*Given task*
Omit the images. Copy each entry word for word.
== Data rows
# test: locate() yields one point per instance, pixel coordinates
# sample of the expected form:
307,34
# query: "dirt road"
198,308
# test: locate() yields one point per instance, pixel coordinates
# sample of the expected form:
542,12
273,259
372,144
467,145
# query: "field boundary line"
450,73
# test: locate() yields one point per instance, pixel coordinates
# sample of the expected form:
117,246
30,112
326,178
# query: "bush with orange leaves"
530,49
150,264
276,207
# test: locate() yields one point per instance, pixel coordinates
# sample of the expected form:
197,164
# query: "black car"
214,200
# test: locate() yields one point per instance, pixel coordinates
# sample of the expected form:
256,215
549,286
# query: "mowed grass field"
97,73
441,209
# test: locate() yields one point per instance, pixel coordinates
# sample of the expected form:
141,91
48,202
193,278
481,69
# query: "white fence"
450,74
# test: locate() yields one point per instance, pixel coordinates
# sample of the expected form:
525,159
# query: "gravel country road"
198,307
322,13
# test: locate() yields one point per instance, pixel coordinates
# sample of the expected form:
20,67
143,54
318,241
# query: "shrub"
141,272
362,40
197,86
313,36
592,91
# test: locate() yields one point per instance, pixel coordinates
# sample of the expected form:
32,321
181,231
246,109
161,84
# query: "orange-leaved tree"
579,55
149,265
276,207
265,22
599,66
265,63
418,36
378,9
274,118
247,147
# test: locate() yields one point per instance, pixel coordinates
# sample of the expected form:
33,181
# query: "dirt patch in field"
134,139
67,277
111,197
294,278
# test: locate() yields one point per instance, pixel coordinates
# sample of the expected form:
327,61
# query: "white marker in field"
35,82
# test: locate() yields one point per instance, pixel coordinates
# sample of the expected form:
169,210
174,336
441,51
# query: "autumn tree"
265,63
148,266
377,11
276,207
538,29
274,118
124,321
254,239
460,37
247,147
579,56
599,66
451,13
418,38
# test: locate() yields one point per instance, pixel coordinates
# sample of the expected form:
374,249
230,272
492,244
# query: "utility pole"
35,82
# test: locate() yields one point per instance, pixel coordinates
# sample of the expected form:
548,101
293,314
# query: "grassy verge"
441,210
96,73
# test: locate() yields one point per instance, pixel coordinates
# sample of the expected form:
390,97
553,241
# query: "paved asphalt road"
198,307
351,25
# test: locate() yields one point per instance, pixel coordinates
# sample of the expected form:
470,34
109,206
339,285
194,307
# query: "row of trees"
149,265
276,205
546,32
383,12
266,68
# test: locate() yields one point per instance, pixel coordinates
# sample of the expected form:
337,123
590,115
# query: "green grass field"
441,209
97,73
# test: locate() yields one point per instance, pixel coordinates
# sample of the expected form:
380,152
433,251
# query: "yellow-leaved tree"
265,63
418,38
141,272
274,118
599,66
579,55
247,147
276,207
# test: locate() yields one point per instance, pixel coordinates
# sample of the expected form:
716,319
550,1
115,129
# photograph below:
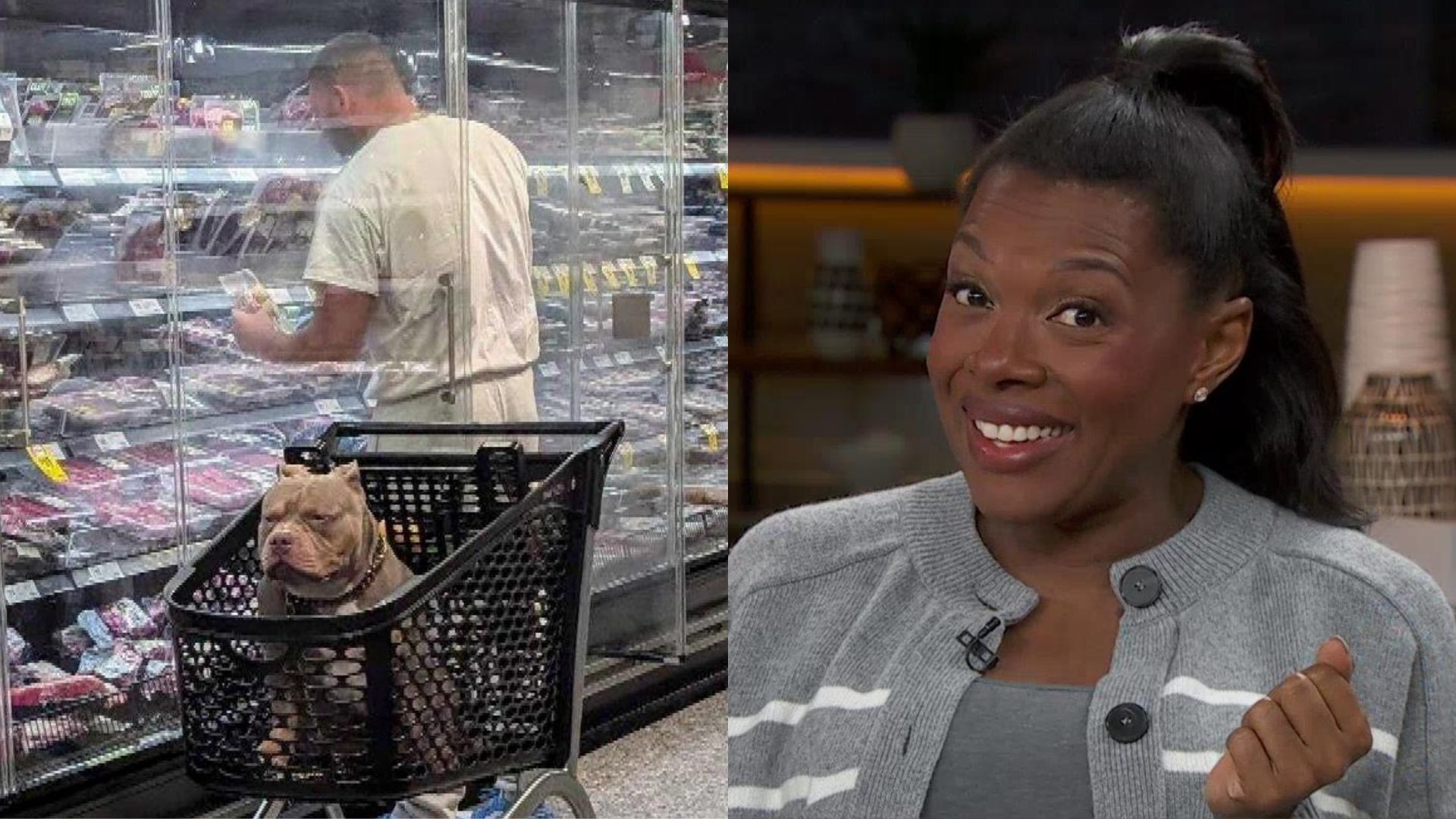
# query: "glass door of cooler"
590,95
88,488
705,261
====
*Solved exercise*
# test: locate() yields one point per instance, pixel coordinates
# sample of the expected form:
307,34
# query: "dirt road"
198,308
# test: locate() yields one point per instance, pixel coordinates
# sample of the expected form:
542,12
273,259
372,144
467,145
# query: "field boundary line"
450,73
# test: locate() yields one point per instance, pixel coordinates
# sample of the expected form:
117,246
30,112
326,178
# query: "bush with orange leaves"
530,49
150,264
276,207
# test: locate() yields one point per instance, pixel coordinates
# sample of the expected form:
197,164
# query: "black car"
214,200
# test: locate() yields one point per instance, pixel coordinates
# sample of the expected form:
256,215
549,286
# query: "mowed grass field"
97,73
441,209
# test: locate() yields one point per instance, pixel coordinates
# sample of the expected form:
141,91
48,202
193,278
481,69
# query: "white fence"
450,74
# test: locate() yields one point per instance, pixel coordinates
# sample of the expected form:
525,159
# query: "gravel country road"
198,307
322,13
# test: locate() yields one point per instance, pixel coordinates
# sample of the expected form:
20,67
143,54
318,241
# query: "shrub"
141,272
362,40
197,86
313,36
592,91
# test: locate() yields one point per instance, pixel coordinates
# sample of the expected form:
32,321
181,231
246,109
161,84
# query: "orange-leaved tree"
579,55
149,265
276,207
265,22
599,66
265,63
418,36
378,9
274,118
247,147
# test: locate() yields one point per instance, pixel coordinates
# sample of the expected form:
33,181
# query: "dirt patch in field"
134,139
67,277
111,197
294,278
# test: locate() yields one point per instance, pixel coordinates
# sample of the expected form:
327,61
# query: "white marker in field"
35,82
# test: locate() yields one point per instance, pixel coordinates
# sample of the expected form:
169,210
174,336
441,51
# query: "autumn tree"
265,63
148,266
377,11
276,207
538,29
274,118
124,321
254,239
460,37
247,147
579,56
599,66
451,13
418,38
# test: locate() yields one point per instance, pixel coordinates
# sample of the expected form:
374,249
230,272
492,244
# query: "utility pole"
35,82
# test: locate() yields one point per instance, pixel coordinates
# sample of the expected form:
548,101
293,314
# query: "grassy verge"
441,210
96,73
# test: locate() yields one point per instance, pixel coordinates
# sample of the expected form:
390,97
553,241
# query: "paved asphalt road"
198,307
351,25
# test: locate() yields one point per instance, pixel coordinates
# sample of the expected form:
470,34
109,206
339,285
194,307
# query: "row of trees"
149,265
276,205
546,32
383,12
266,68
# test: locate() yields one point per instance, pixel coordinates
# sample of the expected form:
337,123
590,115
# query: "green grass field"
441,209
97,73
# test: locate() yields one point per instance, pixel coordinates
# sample of the expected form:
380,152
433,251
# query: "yellow-leaved tree"
265,63
418,38
141,272
274,118
599,66
579,55
247,147
276,207
# test: locate() yields one point per instance, pixel coordinates
# sample of the expected form:
716,319
550,1
115,129
# photograph below:
# query: "glass door of cooler"
590,95
88,488
705,261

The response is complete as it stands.